• _Задание 1_:
Ответьте на вопросы по приведенному ниже фрагменту о Платоне.
(a) В каком диалоге Платон, согласно фрагменту, показал, что хорошо разбирается в тонкостях различий значений слов?
(b) С чем собеседники в «Государстве» по недоразумению ошибочно отождествляли благо?
(c) Какое предостережение приводится во фрагменте как пример того, чем сопровождаются рассуждения о благе в «Государстве»?

• _Фрагмент текста_:
Платон в своем «Пармениде» очевиднейшим образом продемонстрировал, насколько хорошо он разбирается в тонкостях мельчайших различий значений слов. Трудно поверить, что он, выйдя за пределы одного диалога, стал настолько неразборчивым, что не заметил разницы между одним и благом. При этом он ни разу даже не обмолвился о соотношении одного и блага в сколько-нибудь вразумительной форме. Если же руководствоваться только содержанием значения слов, как это делали элейцы, софисты, Сократ и сам Платон, то благо и одно нужно, скорее, различать, а не отождествлять их друг с другом.

Если диалектику одного считать истиной, то благо должно быть выше истины, выше логического и выше одного [350]. В диалоге «Государство» в упомянутой уже аналогии блага и солнца встречаются суждения, которые побуждают думать о некотором превосходстве блага над истиной. Познание и истину Платон предпочитает считать лишь имеющими образ блага, но не самим благом, которое по своим свойствам представляется ему чем-то более ценным.

Кроме этого, на различие между благом и единым намекает и разное отношение к обсуждению блага и единого и к ним самим. Начиная свои рассуждения об одном в «Пармениде», Платон сетует на трудность предприятия и только; в «Государстве» же рассуждения о благе сопровождаются восторженными возгласами, призванными выразить предельную высоту умозрительного, и предостережениями («Не кощунствуй!»), если, например, по недоразумению собеседников благо ошибочно отождествлялось ими с удовольствием (тогда как относительно единого легко признается, что оно в состоянии быть и собой, и иным и т. п.). Вообще обстановка и тон повествования об одном в «Пармениде» и о благе в «Государстве» далеко неодинаковы: деловые, можно сказать, тренировочные в «Пармениде» (здесь Парменид призывает поупражняться в логических приемах) и приподнято-благочестивые, эзотерические в «Государстве». Можно было бы для подтверждения различия блага и одного привести и другие, возможно, более сложные для анализа места текстов, но в этом нет особой необходимости. Даже одного указанного положения — первого (о различии значений слов «благо» и «одно») достаточно для того, чтобы говорить о фактическом различии блага и одного.

Благо и одно — не одно и то же. Однако дело не должно закончиться таким абстрактным их различением. Будучи в некоторой степени правильным, данное положение в такой своей форме находится в противоречии с платоновским образом мышления, склонного к диалектике идей, и не может в такой односторонней форме быть признанным верным (как, впрочем, и положение об их тождестве).

• _Исходные записи_:
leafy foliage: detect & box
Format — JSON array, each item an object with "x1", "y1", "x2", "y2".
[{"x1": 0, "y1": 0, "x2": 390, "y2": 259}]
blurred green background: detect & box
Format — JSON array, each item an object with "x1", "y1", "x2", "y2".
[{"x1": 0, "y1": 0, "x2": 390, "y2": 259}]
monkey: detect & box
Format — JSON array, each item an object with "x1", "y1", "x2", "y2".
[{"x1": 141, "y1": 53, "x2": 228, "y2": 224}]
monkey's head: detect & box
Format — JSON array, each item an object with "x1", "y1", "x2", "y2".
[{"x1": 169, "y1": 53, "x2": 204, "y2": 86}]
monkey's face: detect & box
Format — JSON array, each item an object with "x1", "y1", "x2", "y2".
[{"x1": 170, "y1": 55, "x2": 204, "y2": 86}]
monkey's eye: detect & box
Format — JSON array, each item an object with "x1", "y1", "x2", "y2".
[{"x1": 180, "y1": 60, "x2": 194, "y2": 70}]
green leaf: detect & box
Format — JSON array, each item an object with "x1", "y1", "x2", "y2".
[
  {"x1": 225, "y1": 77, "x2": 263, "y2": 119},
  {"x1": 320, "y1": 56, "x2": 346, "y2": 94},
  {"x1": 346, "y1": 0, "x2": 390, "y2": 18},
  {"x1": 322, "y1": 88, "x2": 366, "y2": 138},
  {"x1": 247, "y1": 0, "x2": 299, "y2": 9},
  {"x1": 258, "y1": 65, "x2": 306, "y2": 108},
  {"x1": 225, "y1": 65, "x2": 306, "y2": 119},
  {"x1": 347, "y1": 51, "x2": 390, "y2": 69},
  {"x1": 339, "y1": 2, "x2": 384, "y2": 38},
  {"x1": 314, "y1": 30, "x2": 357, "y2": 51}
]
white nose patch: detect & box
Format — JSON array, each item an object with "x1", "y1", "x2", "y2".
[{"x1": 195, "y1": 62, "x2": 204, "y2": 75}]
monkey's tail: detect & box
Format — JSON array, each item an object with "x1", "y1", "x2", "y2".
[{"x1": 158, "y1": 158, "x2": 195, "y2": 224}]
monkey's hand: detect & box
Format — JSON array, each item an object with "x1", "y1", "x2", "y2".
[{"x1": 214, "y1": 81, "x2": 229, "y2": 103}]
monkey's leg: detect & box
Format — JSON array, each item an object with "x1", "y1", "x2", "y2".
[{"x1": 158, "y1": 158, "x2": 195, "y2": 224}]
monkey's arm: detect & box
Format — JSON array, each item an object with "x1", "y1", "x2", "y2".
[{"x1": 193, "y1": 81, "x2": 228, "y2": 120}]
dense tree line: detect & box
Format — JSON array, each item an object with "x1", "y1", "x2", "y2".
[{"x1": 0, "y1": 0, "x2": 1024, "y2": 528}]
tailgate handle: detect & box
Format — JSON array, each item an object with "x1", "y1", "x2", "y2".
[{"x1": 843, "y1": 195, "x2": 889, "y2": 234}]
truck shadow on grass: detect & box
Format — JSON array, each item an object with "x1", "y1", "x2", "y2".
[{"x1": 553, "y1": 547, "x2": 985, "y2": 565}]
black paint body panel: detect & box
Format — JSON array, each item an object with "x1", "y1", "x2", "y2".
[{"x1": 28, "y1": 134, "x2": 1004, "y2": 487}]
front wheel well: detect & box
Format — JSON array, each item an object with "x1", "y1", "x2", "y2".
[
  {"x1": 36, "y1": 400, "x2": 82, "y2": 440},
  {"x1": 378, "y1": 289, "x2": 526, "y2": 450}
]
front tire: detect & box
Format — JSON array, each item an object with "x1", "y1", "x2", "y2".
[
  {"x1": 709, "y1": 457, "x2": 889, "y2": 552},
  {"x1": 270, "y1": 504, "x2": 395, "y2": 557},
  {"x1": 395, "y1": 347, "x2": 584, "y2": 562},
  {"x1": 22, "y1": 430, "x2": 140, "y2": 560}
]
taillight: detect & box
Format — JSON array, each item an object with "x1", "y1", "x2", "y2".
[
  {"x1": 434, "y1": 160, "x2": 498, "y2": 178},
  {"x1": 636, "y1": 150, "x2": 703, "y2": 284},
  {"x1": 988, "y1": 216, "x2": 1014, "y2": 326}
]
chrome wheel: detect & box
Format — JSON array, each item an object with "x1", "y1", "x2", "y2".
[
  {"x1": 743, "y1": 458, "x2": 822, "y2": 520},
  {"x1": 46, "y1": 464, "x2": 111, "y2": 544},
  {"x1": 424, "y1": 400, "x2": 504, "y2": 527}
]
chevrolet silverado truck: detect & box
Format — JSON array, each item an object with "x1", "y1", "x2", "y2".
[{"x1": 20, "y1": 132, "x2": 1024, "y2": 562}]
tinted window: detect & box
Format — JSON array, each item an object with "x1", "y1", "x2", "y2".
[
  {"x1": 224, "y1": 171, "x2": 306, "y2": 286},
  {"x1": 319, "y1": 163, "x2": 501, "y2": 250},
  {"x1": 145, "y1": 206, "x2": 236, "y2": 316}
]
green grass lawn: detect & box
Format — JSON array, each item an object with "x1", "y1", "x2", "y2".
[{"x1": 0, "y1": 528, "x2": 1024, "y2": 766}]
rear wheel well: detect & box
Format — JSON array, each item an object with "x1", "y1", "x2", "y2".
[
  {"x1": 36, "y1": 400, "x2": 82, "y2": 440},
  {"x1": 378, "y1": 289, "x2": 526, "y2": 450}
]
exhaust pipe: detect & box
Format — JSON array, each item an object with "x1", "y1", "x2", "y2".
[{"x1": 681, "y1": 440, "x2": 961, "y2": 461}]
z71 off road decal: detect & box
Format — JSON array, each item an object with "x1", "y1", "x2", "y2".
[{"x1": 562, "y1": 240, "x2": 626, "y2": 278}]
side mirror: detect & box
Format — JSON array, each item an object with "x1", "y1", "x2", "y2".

• _Задание 2_: Найдите в листинге выше все строки, содержащие слово "green", и выпишите их.

• _Ответ 1_:
(a) В «Пармениде».
(b) С удовольствием.
(c) «Не кощунствуй!»

• _Ответ 2_:
blurred green background: detect & box
green leaf: detect & box
green grass lawn: detect & box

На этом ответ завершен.